- _Text shown_:

◇ ◇ ◇ ◇ ◇

From the perspective of ecological, urban, and rural low-carbon pilot projects in most regions of China, there are problems of strong in the east and weak in the West, with urban areas being more important than rural areas. The construction of ecological low-carbon urban and rural areas is not limited to economically developed urban and rural areas. For small- and medium-sized cities with relatively underdeveloped economies, it is still necessary to actively explore new LCE, urban, and rural development models. However, based on the current situation, the research on LCE urban–rural construction in the western region and some underdeveloped rural areas is not in-depth enough, and the planning and transformation plans for old urban areas are also not mature enough. Relatively weak, there is insufficient practical research on energy-saving renovation in old cities.

2.3 URP and construction

2.3.1 Requirements for URP and construction

Due to China’s large population and relatively scarce resources, to promote the coordinated development of the urban and rural economy, it is also necessary to pay attention to the rational allocation of urban and rural resources [11].

◇ ◇ ◇ ◇ ◇

- _Problem details_:
Copy out the passage on low-carbon urban and rural construction in China word for word, from start to finish.

- _Items_:
◇ ◇ ◇ ◇ ◇

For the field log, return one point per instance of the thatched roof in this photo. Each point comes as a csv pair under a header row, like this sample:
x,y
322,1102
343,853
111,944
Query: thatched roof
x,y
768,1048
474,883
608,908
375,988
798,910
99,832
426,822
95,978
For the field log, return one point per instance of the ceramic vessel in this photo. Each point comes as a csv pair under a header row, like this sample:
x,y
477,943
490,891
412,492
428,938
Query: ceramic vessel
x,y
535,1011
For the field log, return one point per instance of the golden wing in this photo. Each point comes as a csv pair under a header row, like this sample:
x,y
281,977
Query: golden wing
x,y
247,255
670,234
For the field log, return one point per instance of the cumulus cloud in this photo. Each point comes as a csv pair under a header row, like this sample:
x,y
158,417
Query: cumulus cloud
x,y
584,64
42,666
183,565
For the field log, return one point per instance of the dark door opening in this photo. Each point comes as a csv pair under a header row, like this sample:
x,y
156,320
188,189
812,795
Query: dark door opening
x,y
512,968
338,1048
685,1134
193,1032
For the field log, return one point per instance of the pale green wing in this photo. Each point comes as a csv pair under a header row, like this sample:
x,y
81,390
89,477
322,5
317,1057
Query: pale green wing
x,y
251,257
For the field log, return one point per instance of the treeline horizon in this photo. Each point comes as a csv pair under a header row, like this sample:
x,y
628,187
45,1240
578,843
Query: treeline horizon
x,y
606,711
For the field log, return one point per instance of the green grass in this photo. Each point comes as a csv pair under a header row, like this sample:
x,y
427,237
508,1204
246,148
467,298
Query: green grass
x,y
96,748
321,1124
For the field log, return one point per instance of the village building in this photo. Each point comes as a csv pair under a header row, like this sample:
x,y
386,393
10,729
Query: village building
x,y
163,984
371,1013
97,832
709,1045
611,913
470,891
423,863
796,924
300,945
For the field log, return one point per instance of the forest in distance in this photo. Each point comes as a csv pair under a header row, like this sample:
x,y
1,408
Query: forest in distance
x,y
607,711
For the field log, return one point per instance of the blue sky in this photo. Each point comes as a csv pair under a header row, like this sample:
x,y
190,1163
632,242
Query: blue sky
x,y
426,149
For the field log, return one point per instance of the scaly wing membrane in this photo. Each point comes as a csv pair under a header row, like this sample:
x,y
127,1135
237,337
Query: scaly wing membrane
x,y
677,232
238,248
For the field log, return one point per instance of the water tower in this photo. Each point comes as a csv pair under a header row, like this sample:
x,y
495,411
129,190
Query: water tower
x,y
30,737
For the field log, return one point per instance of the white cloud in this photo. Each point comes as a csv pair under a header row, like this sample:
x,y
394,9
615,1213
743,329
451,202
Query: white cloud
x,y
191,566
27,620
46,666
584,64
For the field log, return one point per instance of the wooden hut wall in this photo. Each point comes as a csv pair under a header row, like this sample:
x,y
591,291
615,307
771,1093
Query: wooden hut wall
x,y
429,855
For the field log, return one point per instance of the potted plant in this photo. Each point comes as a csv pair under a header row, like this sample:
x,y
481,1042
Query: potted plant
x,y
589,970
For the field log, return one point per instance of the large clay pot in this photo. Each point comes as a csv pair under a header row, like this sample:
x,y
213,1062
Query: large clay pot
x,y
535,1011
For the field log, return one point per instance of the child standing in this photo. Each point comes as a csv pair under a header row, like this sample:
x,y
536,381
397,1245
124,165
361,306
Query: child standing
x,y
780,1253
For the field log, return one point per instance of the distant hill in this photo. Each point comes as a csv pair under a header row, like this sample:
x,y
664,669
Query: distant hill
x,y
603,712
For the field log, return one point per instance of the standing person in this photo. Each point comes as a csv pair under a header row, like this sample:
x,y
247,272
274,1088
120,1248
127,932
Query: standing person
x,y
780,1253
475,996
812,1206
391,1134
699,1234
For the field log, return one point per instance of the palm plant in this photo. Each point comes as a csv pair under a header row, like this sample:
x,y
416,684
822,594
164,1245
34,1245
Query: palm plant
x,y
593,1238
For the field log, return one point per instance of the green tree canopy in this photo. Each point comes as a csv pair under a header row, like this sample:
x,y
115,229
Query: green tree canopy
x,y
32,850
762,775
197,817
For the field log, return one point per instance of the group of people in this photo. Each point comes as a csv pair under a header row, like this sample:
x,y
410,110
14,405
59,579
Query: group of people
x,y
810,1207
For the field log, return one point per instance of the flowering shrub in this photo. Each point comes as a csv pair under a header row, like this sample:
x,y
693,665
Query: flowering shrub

◇ ◇ ◇ ◇ ◇

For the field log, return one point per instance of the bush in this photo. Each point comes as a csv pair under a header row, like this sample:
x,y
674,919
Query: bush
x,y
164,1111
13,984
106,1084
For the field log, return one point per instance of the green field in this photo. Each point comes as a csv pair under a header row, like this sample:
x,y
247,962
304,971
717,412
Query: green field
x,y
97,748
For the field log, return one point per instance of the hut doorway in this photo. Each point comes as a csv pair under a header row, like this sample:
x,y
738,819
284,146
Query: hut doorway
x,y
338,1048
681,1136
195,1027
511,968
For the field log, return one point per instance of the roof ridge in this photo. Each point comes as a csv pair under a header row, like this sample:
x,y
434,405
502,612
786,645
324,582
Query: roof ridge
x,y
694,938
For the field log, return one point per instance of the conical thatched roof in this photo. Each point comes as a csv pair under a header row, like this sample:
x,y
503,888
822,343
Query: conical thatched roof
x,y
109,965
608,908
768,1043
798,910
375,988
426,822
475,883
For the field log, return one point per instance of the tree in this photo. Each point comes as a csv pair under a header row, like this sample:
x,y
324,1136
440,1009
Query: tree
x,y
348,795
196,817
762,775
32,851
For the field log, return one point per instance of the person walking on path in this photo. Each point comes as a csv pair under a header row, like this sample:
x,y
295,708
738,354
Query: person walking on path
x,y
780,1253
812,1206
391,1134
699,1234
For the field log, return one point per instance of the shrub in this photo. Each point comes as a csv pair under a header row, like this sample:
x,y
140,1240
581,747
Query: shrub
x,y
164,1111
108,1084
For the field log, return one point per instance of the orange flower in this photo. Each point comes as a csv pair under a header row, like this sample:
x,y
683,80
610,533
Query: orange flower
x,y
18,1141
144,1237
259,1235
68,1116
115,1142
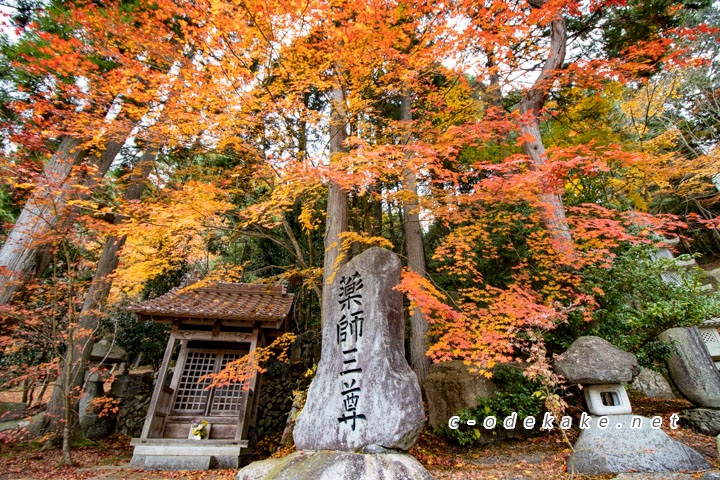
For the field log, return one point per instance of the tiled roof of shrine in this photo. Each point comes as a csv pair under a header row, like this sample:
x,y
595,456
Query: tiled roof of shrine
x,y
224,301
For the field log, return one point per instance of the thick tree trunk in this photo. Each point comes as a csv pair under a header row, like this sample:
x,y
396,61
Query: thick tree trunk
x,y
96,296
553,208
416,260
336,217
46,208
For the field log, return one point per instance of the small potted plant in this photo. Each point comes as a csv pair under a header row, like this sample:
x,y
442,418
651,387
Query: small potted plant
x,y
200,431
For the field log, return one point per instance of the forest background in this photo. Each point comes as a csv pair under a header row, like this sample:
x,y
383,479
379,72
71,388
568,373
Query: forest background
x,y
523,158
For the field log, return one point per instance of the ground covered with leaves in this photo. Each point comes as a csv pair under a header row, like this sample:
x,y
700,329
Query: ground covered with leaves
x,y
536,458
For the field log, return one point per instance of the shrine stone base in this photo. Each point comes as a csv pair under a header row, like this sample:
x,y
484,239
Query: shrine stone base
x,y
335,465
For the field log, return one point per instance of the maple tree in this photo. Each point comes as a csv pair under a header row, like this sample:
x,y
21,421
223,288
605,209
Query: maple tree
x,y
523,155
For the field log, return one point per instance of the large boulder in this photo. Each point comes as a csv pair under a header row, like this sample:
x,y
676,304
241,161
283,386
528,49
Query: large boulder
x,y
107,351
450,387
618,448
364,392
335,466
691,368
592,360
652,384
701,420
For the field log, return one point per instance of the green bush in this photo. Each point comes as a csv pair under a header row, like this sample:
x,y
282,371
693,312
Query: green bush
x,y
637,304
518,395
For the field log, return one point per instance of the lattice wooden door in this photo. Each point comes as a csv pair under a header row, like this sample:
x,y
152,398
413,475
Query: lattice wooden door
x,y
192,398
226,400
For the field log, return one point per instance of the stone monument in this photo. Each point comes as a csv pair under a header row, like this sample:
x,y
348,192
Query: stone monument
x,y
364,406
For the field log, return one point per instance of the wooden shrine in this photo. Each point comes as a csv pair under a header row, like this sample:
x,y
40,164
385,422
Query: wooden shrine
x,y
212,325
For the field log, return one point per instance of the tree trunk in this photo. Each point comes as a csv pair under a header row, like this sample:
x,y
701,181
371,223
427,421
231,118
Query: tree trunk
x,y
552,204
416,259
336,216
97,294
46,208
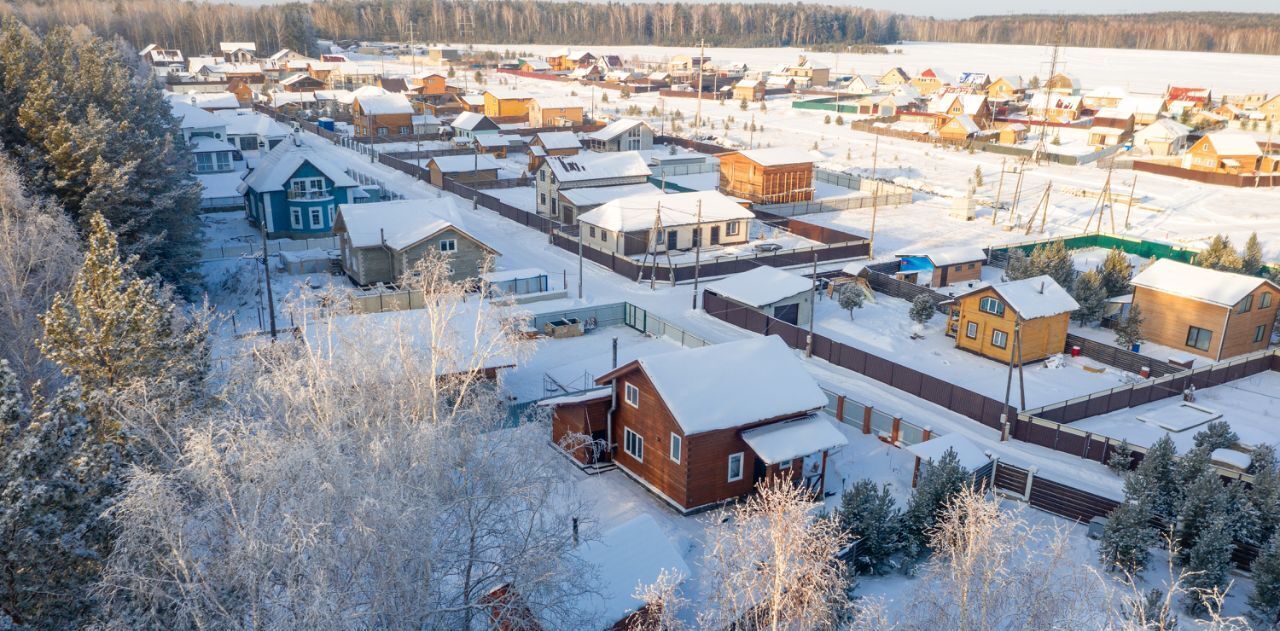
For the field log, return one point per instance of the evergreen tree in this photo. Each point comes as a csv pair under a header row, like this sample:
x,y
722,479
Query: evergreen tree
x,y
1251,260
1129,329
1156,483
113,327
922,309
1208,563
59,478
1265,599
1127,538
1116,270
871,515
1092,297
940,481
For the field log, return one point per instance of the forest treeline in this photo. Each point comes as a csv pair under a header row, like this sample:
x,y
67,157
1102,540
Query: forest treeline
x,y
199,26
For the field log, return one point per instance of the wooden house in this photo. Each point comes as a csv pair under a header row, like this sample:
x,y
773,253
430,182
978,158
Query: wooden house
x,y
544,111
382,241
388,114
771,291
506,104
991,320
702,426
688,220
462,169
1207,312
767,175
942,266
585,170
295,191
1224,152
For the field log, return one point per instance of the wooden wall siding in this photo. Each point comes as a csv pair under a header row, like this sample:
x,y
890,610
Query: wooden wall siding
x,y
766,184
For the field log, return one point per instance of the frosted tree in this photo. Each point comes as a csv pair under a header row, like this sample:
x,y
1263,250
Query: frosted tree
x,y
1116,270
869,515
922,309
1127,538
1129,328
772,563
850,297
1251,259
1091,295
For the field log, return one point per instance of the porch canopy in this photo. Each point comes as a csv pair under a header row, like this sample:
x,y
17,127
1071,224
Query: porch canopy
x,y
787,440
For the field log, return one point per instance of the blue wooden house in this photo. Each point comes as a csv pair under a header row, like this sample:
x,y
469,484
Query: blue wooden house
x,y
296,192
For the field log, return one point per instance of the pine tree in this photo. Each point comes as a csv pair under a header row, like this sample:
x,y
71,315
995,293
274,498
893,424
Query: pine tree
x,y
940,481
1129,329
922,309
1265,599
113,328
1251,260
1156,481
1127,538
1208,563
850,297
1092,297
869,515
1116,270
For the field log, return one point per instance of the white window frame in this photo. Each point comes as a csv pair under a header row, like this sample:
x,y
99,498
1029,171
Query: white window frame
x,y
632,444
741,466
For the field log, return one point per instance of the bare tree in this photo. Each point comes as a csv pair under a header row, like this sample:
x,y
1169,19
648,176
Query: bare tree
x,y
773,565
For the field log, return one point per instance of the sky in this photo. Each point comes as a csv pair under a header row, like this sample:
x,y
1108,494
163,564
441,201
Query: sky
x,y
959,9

◇ ◇ ◇ ◇ ◇

- _Answer below_:
From the perspective of ecological, urban, and rural low-carbon pilot projects in most regions of China, there are problems of strong in the east and weak in the West, with urban areas being more important than rural areas. The construction of ecological low-carbon urban and rural areas is not limited to economically developed urban and rural areas. For small- and medium-sized cities with relatively underdeveloped economies, it is still necessary to actively explore new LCE, urban, and rural development models. However, based on the current situation, the research on LCE urban–rural construction in the western region and some underdeveloped rural areas is not in-depth enough, and the planning and transformation plans for old urban areas are also not mature enough. Relatively weak, there is insufficient practical research on energy-saving renovation in old cities.

2.3 URP and construction

2.3.1 Requirements for URP and construction

Due to China’s large population and relatively scarce resources, to promote the coordinated development of the urban and rural economy, it is also necessary to pay attention to the rational allocation of urban and rural resources [11].